Compilers

Boa

boa
Boa

Due on Monday, February 13th at 11:59 PM. This is a compiler lab. If you have a partner, the two of you will complete this lab as a team. If you do not have a partner, you are effectively in a team by yourself.

If you are working with a partner, please be familiar with the Partner Etiquette guidelines. You and your partner share a single repository and, barring unusual circumstances, will receive the same grade. If you experience any difficulties in your partnership, please alert your instructor as soon as possible.

If you are working alone, please don’t hesitate to seek help if you get stuck. Since there are no ninjas for this course and you don’t have a partner, your instructor is the only interactive resource available to you and is happy to help you through any problems you might encounter.

In either case, be familiar with the academic integrity policy! You are permitted to discuss high-level details of your compiler project with other students, but you should never see or share anything that will be turned in for a grade. If you need help, please post on the Piazza forum or, if necessary, contact the instructor directly. Make sure to post privately if you are sharing code. If you have any doubts about what is okay and what is not, it’s much safer to ask than to risk violating the Academic Integrity Policy.

Overview

In this lab, we will extend the Adder compiler to a new language called Boa. The Boa language, in addition to the features of Adder, includes binary operators and conditional expressions. To implement Boa, we will use the strategy of A-normalization that we discussed in class. Since we are extending your previous compiler, you will be using the same Git repository as you did for the previous assignment.

Raw data:
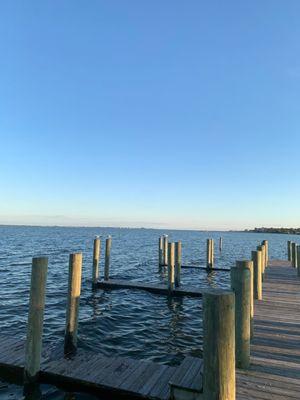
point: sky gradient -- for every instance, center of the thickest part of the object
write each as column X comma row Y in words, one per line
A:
column 166, row 114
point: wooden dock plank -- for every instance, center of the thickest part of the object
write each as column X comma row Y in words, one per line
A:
column 275, row 350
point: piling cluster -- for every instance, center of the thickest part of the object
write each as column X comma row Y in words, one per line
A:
column 169, row 256
column 39, row 269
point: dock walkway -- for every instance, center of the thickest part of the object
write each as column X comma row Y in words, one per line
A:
column 275, row 356
column 275, row 350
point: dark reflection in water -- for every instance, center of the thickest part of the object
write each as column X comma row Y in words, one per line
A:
column 125, row 322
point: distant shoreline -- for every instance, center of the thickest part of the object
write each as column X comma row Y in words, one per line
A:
column 287, row 231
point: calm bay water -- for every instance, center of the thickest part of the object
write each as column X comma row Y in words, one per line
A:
column 124, row 322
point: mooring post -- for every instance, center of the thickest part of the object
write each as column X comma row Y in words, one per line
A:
column 171, row 266
column 74, row 288
column 165, row 248
column 177, row 263
column 96, row 258
column 261, row 249
column 266, row 244
column 107, row 258
column 240, row 284
column 298, row 259
column 209, row 253
column 33, row 346
column 218, row 345
column 294, row 254
column 250, row 266
column 256, row 258
column 160, row 252
column 289, row 248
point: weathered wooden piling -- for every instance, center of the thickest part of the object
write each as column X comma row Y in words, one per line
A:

Aim: Write the next part of the Boa compiler lab handout, starting right after the sentence that ends "the same Git repository as you did for the previous assignment."

Exercise output:
Transitioning to Boa

You will find that some new files have been added to your repository. In order to see these files, you should git pull. They are:

The Makefile for your project has already been configured to allow you to switch the AST, parser, etc. to the Boa language. Just open the file language.mk and change the LANGUAGE variable in that file from adder to boa. Then, run make clean.

If you now run make, you will discover many compiler warnings; this is because we have not yet written code to handle the new forms of Boa AST. As long as make runs correctly, you are now ready to work on your assignment.

The Boa Language

As in the previous lab, we introduce the language you will compile in three parts: the concrete syntax, the abstract syntax, and the semantics. The Boa language extends Adder to include both binary operators (such as +) and if-then-else expressions similar to OCaml’s.

Concrete Syntax

The concrete syntax of Boa is:

<expression> ::=
  | <integer>
  | <identifier>
  | let <identifier> = <expression> in <expression>
  | if <expression> then <expression> else <expression>
  | inc(<expression>)
  | dec(<expression>)
  | <expression> + <expression>
  | <expression> - <expression>
  | <expression> * <expression>
  | (<expression>)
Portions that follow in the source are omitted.